» Directions for this task
Write out the rows below again, replacing every occurrence of "scans" with "searches" and changing nothing else.

» Data for this exercise
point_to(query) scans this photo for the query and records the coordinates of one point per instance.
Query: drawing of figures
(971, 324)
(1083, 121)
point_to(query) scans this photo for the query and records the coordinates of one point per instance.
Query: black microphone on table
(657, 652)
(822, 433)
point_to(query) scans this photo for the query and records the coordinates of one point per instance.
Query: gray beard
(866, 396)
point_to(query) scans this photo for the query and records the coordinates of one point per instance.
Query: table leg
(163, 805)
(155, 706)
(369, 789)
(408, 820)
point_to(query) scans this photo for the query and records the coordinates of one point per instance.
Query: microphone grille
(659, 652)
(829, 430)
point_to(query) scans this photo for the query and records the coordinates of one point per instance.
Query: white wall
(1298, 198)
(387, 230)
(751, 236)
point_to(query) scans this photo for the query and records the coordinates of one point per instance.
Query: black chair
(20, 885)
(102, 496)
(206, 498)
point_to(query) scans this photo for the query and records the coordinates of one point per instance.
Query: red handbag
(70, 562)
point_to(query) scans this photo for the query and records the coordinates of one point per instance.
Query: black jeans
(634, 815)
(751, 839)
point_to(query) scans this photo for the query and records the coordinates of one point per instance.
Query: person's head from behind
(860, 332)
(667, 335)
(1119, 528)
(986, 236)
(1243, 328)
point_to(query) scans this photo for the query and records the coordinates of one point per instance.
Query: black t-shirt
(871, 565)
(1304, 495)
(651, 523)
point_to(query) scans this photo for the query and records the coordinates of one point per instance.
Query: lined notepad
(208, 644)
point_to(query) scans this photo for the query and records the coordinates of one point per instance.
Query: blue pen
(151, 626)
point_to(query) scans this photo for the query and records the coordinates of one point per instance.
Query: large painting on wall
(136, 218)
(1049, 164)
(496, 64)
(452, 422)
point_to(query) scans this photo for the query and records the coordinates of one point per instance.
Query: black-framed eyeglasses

» Problem solution
point_to(query) searches this photo for the query and records the coordinates of one point per instance.
Query: drawing of figures
(971, 324)
(1083, 121)
point_to(query) searches this photo for the query and records the coordinates of one point per instance.
Query: black microphone on table
(657, 652)
(822, 433)
point_to(query) searches this photo for the query and records the coordinates of one point per instance.
Query: gray beard
(866, 396)
point_to(query) searches this photo for the query and records the coordinates of one point per instance.
Query: table leg
(163, 805)
(155, 706)
(369, 789)
(408, 820)
point_to(query) searches this photo for the query and records the coordinates of one point per instance.
Query: microphone grille
(659, 652)
(829, 430)
point_to(query) searches this photo for the query and records the coordinates of one point per instance.
Query: white wall
(1298, 198)
(387, 230)
(751, 236)
point_to(query) searches this photo for the query and records the coordinates of one point per instance.
Query: black chair
(20, 885)
(102, 496)
(206, 498)
point_to(query) searches this photo for the query and records the coordinates of one point per instance.
Query: red handbag
(70, 562)
point_to(query) searches this photo for the query and records the coordinates of one point per instance.
Query: black jeans
(634, 815)
(751, 839)
point_to(query) searches this photo for the query and records the coordinates of one point per instance.
Query: person's head from behind
(860, 332)
(667, 335)
(1119, 528)
(986, 236)
(1243, 328)
point_to(query) searches this photo for the query and records the coordinates of one point per instance.
Query: black t-shirt
(871, 565)
(1304, 495)
(651, 523)
point_to(query) searches this photo for the query and records the coordinates of one point per instance.
Query: lined notepad
(208, 644)
point_to(query) searches this photo for the query and records the coordinates of one point per instance.
Query: blue pen
(151, 626)
point_to(query) searches this photo for the query and records the coordinates of one point per instance.
Query: large painting on wall
(136, 218)
(1049, 164)
(496, 64)
(452, 422)
point_to(query) searches this photo for the query and records the coordinates of one point per instance.
Query: black-framed eyeglasses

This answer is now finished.